= Task brief =
Report how many lines in the data below contain the string "wooden", matching case exactly. Give only the number.

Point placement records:
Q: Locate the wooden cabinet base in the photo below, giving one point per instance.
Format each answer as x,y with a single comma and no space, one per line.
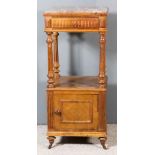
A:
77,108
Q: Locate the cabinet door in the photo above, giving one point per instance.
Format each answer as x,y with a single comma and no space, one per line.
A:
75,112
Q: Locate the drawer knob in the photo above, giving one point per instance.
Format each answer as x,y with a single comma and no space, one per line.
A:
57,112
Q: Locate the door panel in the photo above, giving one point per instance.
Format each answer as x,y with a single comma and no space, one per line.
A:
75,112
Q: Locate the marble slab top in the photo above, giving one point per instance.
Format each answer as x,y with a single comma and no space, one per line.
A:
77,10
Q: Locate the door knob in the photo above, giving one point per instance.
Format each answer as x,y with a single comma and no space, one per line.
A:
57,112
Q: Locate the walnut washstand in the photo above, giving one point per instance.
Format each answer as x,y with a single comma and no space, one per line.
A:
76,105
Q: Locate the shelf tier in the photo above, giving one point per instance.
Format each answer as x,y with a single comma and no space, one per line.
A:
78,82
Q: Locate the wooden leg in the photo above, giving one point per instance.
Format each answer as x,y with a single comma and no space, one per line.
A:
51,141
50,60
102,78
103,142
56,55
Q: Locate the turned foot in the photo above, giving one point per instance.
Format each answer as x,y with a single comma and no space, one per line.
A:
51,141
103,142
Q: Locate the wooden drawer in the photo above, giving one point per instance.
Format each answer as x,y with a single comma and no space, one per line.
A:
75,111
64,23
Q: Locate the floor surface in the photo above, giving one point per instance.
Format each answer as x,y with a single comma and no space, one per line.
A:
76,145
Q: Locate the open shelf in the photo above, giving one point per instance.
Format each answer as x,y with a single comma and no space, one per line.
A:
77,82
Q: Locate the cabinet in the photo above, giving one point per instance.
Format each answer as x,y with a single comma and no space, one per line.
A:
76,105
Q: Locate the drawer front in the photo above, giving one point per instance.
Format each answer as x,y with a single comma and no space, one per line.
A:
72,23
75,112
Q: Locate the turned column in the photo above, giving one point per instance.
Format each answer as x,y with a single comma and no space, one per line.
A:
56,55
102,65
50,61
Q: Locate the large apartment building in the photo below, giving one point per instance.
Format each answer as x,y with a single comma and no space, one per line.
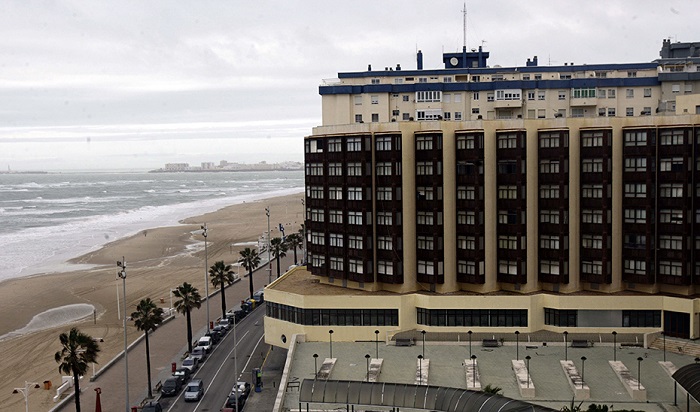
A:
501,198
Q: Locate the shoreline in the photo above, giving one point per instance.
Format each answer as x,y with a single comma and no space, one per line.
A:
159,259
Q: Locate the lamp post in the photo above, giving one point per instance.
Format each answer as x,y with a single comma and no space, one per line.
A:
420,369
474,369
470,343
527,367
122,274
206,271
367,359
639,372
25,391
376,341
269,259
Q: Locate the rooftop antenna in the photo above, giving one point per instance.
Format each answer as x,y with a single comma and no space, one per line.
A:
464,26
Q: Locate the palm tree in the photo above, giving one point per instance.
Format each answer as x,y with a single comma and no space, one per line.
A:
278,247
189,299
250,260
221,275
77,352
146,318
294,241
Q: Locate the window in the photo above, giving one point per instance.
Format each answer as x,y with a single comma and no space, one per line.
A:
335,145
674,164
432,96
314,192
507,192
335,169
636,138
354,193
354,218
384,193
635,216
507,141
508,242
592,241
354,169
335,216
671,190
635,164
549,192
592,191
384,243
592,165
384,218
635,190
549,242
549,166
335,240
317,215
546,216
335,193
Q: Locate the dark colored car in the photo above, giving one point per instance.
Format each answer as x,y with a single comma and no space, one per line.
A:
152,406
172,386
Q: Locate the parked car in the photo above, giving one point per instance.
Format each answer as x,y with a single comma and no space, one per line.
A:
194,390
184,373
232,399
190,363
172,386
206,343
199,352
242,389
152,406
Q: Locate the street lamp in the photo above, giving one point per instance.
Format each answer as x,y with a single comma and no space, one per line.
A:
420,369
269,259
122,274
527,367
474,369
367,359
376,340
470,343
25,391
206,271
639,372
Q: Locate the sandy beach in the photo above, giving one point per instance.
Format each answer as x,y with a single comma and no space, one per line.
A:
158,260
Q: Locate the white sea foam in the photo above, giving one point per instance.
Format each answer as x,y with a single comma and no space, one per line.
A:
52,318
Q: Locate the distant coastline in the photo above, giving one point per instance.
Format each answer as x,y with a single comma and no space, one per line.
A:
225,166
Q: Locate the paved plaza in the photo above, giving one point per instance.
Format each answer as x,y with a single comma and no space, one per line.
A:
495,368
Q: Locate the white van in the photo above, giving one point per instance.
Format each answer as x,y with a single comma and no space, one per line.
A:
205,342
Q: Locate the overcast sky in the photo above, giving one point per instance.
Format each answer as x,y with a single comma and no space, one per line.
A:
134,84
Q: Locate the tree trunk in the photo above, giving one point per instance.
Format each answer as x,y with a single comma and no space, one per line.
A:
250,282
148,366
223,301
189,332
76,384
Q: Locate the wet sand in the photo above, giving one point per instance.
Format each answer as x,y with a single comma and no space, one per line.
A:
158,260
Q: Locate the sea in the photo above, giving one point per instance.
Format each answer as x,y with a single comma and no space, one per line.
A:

...

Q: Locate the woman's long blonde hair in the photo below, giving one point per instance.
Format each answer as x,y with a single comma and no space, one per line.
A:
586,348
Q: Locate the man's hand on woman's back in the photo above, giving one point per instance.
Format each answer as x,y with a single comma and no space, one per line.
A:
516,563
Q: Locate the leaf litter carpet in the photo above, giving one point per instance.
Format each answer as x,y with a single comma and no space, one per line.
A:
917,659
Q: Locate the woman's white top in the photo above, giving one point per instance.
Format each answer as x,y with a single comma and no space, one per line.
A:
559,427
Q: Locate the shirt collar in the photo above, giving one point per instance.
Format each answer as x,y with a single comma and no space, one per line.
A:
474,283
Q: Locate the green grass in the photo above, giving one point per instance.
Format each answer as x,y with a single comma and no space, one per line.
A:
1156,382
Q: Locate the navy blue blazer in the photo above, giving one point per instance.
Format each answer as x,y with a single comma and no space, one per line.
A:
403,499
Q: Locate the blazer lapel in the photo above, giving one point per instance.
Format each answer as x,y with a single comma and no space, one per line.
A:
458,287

= Complete answer =
3